**TASK INSTRUCTIONS**
Please return each line in the listing below that contains the word "cheek".

**MATERIAL PROVIDED**
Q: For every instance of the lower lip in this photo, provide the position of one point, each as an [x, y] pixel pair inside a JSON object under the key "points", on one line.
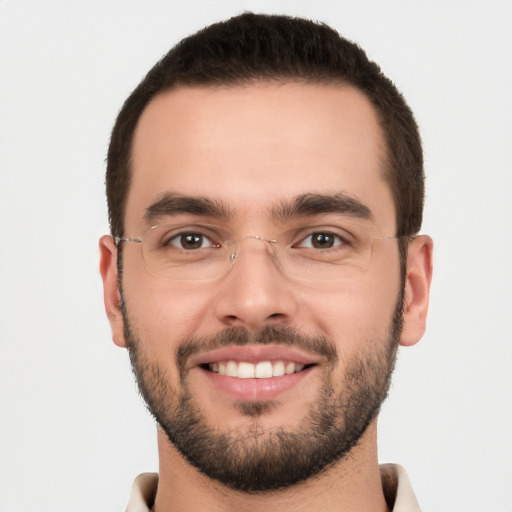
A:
{"points": [[255, 390]]}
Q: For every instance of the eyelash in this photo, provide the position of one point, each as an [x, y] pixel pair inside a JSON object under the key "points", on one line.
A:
{"points": [[179, 237]]}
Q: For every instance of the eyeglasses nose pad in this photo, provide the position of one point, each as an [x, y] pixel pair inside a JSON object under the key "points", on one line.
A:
{"points": [[234, 255]]}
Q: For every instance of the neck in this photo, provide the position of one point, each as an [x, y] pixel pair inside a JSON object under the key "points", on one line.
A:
{"points": [[351, 485]]}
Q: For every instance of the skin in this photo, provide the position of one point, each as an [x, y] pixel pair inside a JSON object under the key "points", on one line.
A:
{"points": [[252, 148]]}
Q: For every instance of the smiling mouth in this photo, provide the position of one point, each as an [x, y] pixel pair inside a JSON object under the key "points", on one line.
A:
{"points": [[261, 370]]}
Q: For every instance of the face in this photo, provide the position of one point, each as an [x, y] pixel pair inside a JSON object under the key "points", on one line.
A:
{"points": [[238, 161]]}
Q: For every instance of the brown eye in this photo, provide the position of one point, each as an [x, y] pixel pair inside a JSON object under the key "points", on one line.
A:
{"points": [[321, 240], [191, 241]]}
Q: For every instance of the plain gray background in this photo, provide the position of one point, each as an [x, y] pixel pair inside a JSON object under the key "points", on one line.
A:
{"points": [[73, 431]]}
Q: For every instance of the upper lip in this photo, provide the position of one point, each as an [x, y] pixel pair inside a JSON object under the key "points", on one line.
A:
{"points": [[254, 354]]}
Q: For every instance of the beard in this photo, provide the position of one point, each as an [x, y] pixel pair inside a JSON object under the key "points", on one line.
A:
{"points": [[253, 458]]}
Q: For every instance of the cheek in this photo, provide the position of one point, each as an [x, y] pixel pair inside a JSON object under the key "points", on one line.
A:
{"points": [[162, 313], [356, 313]]}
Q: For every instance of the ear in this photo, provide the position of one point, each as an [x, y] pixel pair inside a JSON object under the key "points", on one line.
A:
{"points": [[111, 295], [417, 289]]}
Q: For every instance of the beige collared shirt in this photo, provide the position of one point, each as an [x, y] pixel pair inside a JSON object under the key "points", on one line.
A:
{"points": [[395, 483]]}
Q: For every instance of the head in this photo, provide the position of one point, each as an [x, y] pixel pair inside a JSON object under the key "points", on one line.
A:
{"points": [[253, 48], [262, 133]]}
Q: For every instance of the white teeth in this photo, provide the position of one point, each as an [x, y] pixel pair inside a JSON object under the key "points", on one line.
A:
{"points": [[262, 370], [231, 369], [278, 369], [245, 371], [289, 368]]}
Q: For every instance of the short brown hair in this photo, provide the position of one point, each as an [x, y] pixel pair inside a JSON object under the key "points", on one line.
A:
{"points": [[254, 47]]}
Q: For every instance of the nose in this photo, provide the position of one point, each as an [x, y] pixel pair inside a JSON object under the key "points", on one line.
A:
{"points": [[255, 293]]}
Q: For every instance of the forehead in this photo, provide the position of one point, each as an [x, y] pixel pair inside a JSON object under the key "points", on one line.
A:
{"points": [[254, 146]]}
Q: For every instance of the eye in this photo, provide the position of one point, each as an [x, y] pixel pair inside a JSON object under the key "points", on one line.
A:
{"points": [[191, 241], [321, 240]]}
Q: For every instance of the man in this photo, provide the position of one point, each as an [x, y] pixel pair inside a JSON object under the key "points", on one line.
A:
{"points": [[265, 191]]}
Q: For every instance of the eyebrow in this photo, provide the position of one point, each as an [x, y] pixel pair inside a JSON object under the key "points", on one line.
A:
{"points": [[305, 205], [316, 204], [171, 204]]}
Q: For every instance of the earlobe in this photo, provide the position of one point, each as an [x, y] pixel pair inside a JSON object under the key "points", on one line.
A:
{"points": [[111, 295], [417, 289]]}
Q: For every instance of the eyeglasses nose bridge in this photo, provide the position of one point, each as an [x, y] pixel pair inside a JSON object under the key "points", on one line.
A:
{"points": [[234, 255]]}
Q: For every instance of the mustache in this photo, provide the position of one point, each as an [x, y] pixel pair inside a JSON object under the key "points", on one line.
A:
{"points": [[240, 336]]}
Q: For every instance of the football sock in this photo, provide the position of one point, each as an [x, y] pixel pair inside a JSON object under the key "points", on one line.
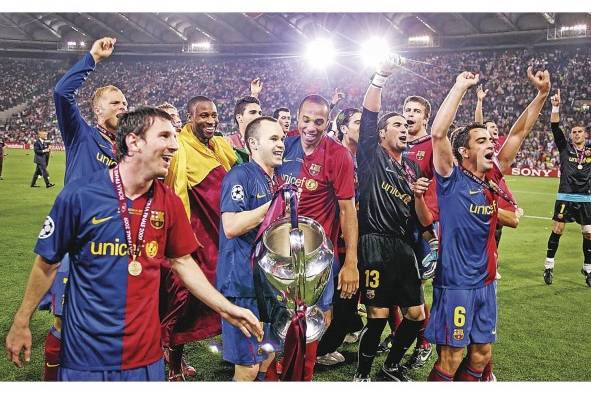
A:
{"points": [[368, 344], [404, 337], [552, 246], [587, 252], [549, 263], [394, 319], [468, 374], [487, 372], [52, 357], [438, 375], [421, 340]]}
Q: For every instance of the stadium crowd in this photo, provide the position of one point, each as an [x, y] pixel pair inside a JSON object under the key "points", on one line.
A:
{"points": [[286, 81]]}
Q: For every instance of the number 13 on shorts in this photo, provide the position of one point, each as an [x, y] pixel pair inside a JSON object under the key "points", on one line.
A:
{"points": [[372, 279], [459, 316]]}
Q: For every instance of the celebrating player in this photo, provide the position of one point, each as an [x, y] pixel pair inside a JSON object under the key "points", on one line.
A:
{"points": [[573, 202], [386, 204], [247, 191], [322, 169], [118, 225]]}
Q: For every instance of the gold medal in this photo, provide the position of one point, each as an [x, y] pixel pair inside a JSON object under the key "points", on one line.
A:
{"points": [[134, 268]]}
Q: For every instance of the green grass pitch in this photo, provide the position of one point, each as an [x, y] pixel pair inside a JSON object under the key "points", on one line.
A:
{"points": [[543, 331]]}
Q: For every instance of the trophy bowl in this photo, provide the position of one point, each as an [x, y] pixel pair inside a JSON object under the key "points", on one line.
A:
{"points": [[297, 263]]}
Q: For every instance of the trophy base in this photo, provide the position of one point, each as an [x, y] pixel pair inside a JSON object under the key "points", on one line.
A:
{"points": [[315, 326]]}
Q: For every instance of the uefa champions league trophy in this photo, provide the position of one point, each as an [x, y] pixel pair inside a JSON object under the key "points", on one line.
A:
{"points": [[296, 258]]}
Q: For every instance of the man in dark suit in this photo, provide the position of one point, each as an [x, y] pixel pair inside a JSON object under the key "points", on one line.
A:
{"points": [[41, 148], [2, 154]]}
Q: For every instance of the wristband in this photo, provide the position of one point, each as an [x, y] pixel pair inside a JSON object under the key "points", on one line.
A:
{"points": [[378, 80]]}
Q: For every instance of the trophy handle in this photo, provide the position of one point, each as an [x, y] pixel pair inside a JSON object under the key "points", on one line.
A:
{"points": [[291, 207], [298, 258]]}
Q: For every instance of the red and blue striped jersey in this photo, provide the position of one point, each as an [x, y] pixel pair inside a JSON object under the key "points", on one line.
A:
{"points": [[111, 318], [467, 222]]}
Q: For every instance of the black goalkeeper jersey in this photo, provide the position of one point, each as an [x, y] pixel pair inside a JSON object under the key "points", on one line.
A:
{"points": [[573, 179], [386, 201]]}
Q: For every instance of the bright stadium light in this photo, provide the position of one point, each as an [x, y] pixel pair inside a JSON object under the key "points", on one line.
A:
{"points": [[419, 39], [374, 51], [320, 53], [203, 46]]}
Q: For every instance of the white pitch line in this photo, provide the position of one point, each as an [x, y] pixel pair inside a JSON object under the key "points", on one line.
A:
{"points": [[536, 217], [533, 192]]}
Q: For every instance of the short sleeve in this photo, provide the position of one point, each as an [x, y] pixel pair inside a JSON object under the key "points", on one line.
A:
{"points": [[234, 191], [180, 238], [343, 176], [445, 185]]}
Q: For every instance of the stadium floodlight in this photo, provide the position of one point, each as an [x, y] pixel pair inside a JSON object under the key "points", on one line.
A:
{"points": [[201, 46], [419, 39], [374, 50], [320, 53]]}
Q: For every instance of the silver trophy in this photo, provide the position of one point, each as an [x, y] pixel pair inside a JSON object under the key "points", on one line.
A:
{"points": [[297, 263]]}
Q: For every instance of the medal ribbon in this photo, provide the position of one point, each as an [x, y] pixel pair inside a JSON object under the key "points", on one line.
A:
{"points": [[580, 156], [419, 140], [111, 136], [493, 188], [124, 213]]}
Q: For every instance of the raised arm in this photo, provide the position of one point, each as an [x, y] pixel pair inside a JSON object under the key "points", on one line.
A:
{"points": [[256, 86], [373, 97], [526, 121], [478, 113], [442, 149], [557, 133], [68, 114]]}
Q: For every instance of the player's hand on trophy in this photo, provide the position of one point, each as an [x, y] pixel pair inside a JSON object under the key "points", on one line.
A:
{"points": [[541, 80], [348, 280], [420, 187], [18, 340], [102, 48], [467, 79], [555, 100], [337, 96], [244, 319], [256, 86], [480, 93]]}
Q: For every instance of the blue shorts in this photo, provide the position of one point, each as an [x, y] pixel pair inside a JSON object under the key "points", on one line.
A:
{"points": [[150, 373], [462, 317], [53, 300], [240, 350]]}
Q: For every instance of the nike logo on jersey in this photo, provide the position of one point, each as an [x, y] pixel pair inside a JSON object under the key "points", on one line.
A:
{"points": [[101, 220]]}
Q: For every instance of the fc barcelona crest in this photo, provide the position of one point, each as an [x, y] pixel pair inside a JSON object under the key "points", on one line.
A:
{"points": [[152, 249], [315, 169], [157, 219]]}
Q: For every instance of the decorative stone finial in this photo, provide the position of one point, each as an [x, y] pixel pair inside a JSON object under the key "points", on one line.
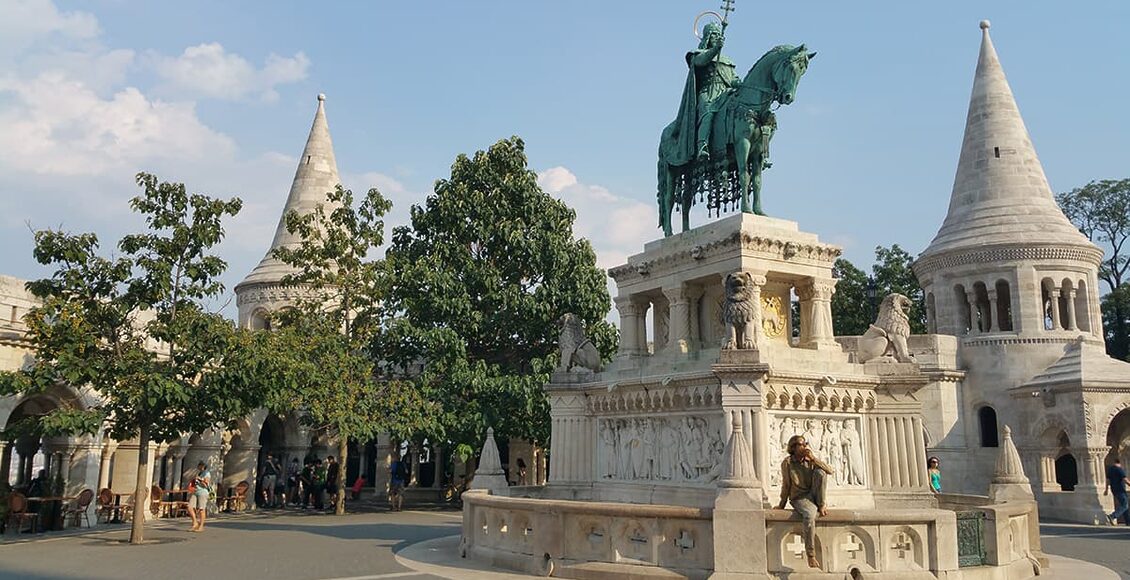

**SOLUTION BELOW**
Q: For every instance of the cheek in this photo, provide the position of one point, each as an [x, y] pixel pair inside a JSON object under the key "points", on one line.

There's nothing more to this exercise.